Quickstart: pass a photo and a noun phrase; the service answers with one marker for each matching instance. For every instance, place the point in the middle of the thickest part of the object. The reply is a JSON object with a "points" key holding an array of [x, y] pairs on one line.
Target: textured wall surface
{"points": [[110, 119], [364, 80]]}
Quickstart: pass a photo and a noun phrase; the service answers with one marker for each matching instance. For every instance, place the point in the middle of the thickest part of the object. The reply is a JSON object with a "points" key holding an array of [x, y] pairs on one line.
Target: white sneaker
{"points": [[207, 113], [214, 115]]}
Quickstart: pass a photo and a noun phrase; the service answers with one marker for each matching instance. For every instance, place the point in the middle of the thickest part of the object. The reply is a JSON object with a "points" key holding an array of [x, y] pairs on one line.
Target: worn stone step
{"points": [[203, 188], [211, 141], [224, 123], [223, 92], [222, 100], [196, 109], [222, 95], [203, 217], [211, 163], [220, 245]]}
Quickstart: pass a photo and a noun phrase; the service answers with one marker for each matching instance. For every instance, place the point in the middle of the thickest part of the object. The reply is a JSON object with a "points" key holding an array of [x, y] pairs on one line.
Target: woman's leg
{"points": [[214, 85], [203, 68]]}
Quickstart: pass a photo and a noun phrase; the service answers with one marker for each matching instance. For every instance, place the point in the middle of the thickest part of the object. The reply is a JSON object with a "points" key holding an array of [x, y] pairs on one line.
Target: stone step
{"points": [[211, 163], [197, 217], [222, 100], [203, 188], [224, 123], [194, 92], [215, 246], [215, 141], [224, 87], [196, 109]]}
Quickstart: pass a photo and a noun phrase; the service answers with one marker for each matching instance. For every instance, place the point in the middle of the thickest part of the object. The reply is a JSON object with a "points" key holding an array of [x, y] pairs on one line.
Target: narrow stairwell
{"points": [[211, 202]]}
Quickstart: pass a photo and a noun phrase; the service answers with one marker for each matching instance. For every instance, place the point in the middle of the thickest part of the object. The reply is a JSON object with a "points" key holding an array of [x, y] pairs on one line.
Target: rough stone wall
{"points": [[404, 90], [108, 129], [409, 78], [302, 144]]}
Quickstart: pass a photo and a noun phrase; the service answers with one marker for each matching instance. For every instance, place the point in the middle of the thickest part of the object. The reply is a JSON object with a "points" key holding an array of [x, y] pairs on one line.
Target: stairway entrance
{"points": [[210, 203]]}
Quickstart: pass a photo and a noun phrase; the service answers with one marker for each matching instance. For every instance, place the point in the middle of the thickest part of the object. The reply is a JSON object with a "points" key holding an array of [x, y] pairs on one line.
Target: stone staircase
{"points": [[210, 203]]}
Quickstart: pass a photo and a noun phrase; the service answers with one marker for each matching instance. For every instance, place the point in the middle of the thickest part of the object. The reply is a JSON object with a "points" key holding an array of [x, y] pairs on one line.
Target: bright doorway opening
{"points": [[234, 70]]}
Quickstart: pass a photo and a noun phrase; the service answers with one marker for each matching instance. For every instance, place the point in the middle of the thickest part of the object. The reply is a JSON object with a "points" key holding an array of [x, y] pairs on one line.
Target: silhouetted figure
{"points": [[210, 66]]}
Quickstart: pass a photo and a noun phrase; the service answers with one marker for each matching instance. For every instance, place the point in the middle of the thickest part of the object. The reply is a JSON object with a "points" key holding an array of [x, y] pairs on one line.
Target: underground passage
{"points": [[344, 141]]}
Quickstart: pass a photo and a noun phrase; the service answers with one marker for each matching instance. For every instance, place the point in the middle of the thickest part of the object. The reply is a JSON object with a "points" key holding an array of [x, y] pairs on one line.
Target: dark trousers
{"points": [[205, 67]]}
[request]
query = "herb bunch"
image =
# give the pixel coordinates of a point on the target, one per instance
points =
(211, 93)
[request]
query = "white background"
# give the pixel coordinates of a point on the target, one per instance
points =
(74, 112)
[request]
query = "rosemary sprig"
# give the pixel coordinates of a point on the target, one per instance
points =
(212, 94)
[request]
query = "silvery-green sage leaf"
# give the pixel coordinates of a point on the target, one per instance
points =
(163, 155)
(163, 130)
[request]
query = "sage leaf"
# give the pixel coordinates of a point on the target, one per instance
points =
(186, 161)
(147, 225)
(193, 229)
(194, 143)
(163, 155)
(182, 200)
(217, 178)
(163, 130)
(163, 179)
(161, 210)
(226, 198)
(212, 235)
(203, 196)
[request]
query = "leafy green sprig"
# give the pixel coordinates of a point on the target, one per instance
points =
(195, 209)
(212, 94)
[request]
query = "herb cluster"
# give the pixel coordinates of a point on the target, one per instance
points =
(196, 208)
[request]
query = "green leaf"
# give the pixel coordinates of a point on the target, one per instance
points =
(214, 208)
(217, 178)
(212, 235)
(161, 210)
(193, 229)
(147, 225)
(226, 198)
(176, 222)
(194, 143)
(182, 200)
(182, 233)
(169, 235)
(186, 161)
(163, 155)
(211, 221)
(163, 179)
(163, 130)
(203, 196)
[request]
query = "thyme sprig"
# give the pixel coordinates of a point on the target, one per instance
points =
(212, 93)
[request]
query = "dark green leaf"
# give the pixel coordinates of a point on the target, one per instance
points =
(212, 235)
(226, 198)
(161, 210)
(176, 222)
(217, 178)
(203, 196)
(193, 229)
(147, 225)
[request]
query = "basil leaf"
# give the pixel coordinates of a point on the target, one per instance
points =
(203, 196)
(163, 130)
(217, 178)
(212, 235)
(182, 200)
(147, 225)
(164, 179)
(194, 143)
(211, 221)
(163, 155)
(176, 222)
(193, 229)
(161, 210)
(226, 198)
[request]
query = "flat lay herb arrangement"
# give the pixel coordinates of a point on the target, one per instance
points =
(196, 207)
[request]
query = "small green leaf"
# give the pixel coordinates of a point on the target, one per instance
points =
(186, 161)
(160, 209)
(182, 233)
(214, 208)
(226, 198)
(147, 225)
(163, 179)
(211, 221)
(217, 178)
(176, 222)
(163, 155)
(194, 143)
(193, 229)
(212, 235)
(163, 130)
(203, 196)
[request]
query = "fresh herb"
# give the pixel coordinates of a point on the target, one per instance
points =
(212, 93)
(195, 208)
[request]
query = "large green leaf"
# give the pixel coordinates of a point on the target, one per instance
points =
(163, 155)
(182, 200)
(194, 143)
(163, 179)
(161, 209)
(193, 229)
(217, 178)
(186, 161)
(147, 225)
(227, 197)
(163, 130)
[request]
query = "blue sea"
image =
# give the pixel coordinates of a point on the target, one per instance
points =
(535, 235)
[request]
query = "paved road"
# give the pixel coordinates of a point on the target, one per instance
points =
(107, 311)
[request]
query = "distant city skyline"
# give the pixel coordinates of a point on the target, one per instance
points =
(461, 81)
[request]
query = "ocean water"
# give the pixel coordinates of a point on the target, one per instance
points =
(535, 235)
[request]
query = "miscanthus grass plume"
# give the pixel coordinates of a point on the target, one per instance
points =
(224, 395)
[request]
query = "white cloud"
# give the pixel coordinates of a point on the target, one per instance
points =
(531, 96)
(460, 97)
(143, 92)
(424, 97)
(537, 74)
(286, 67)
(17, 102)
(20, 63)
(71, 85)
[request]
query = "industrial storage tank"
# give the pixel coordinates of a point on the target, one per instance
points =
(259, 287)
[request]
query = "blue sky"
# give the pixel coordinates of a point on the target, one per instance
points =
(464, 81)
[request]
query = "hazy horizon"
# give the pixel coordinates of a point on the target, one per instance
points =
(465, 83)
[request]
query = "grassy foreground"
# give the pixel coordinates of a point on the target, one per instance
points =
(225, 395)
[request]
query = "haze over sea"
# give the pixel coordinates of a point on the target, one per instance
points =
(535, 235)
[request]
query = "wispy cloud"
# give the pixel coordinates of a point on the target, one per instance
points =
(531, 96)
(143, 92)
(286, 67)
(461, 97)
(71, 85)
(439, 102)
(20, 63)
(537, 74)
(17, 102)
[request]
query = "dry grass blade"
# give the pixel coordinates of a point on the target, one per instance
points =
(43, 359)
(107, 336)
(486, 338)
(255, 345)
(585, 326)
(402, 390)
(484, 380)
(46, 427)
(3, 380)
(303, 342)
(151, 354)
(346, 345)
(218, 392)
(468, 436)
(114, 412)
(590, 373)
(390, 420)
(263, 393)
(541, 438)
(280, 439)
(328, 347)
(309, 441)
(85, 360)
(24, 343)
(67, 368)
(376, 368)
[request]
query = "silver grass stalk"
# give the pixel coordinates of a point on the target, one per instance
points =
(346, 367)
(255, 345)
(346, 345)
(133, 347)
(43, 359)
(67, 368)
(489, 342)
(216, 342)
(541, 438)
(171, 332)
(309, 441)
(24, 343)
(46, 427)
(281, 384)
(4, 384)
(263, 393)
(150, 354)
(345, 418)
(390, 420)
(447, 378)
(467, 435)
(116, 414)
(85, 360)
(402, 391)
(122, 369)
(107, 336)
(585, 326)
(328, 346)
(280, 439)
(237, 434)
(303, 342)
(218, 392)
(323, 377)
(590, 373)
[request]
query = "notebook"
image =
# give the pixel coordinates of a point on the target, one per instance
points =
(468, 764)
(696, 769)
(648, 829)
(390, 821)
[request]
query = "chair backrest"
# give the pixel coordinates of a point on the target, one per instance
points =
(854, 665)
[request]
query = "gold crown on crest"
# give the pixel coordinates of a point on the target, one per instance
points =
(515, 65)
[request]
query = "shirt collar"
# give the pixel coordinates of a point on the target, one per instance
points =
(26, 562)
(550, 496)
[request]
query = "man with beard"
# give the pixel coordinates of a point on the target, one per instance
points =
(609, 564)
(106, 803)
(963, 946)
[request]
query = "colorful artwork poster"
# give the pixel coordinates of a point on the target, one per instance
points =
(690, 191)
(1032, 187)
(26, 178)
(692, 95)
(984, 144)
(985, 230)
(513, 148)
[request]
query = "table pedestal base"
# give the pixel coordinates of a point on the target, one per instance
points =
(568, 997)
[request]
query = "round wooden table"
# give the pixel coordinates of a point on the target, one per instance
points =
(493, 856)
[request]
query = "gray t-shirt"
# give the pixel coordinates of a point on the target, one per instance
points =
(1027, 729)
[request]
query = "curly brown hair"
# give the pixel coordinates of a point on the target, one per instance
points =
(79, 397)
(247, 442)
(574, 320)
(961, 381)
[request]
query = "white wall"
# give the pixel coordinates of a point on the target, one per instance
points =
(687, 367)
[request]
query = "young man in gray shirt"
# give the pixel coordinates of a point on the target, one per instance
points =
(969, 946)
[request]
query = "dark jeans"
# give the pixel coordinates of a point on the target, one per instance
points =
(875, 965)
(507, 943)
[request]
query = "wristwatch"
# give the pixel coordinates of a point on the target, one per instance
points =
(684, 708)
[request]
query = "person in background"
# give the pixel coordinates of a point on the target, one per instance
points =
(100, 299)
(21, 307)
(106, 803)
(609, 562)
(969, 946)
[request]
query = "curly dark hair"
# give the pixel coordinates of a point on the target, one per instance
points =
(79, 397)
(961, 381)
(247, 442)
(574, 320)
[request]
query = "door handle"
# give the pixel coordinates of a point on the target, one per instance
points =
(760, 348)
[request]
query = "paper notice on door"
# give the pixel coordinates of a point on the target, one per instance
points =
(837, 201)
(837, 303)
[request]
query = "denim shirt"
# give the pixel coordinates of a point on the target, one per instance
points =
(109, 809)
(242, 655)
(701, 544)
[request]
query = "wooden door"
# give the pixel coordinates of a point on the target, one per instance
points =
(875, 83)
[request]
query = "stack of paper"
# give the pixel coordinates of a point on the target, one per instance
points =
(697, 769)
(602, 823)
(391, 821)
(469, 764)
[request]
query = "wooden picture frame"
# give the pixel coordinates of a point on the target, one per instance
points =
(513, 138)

————

[WHAT TO PRODUCE] Which lines in the records above contain the string "green"? Copy each one.

[RESPONSE TO THE EXERCISE]
query = "silvery-green sage leaf"
query = "leafy green sprig"
query = "green leaf"
query = "dark green leaf"
query = "small green leaf"
query = "large green leaf"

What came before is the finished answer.